### [Task to carry out]
In the text about the Reglan black box warning, translate this sentence into Spanish: "In the case of Reglan, the FDA required a black box warning for the medicine in February of 2009."

Study text Block Start

For medications inarguably linked to serious medical complications, the FDA issues what is known as a black box warning label. This regulation requires the manufacturer to publish a warning on all packaging which clearly states the risks and side effects most prominently associated with the drug in question. The FDA does not often exercise this option, preferring to respect the free market in the majority of cases, since the general procedures for the review and production of medicine usually are sufficient. However, when it does require the warning, the matter must certainly be paid very strict attention.
In the case of Reglan, the FDA required a black box warning for the medicine in February of 2009. This warning reads as follows, in its complete form:
WARNING: TARDIVE DYSKINESIA Chronic treatment with metoclopramide can cause tardive dyskinesia, a serious movement disorder that is often irreversible. The risk of developing tardive dyskinesia increases with the duration of treatment and the total cumulative dose. The elderly, especially elderly women, are most likely to develop this condition.
Metoclopramide therapy should routinely be discontinued in patients who develop signs or symptoms of tardive dyskinesia. There is no known treatment for tardive dyskinesia; however, in some patients symptoms may lessen or resolve after metoclopramide treatment is stopped.
Prolonged treatment (greater than 12 weeks) with metoclopramide should be avoided in all but rare cases where therapeutic benefit is thought to outweigh the risks to the patient of developing tardive dyskinesia.
(Metoclopramide is the chemical name for Reglan.)
This kind of warning is very valuable for patients of Reglan because it doesn’t allow any serious argument about the matter. It clearly states that the drug is causally linked to the development of Tardive Dyskinesia, and that patients should not take the medicine for periods longer than recommended, as this is suspected to aggravate the risk. Warnings such as these are some of the most important tools in the defense of patients who have unfortunately contracted complications from their prescriptions.

Study text Block End
Extracted entries Block Start

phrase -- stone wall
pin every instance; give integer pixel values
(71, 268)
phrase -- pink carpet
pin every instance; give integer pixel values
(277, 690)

Extracted entries Block End

### [Exercise output]
En el caso de Reglan, la FDA exigió una advertencia de recuadro negro para el medicamento en febrero de 2009.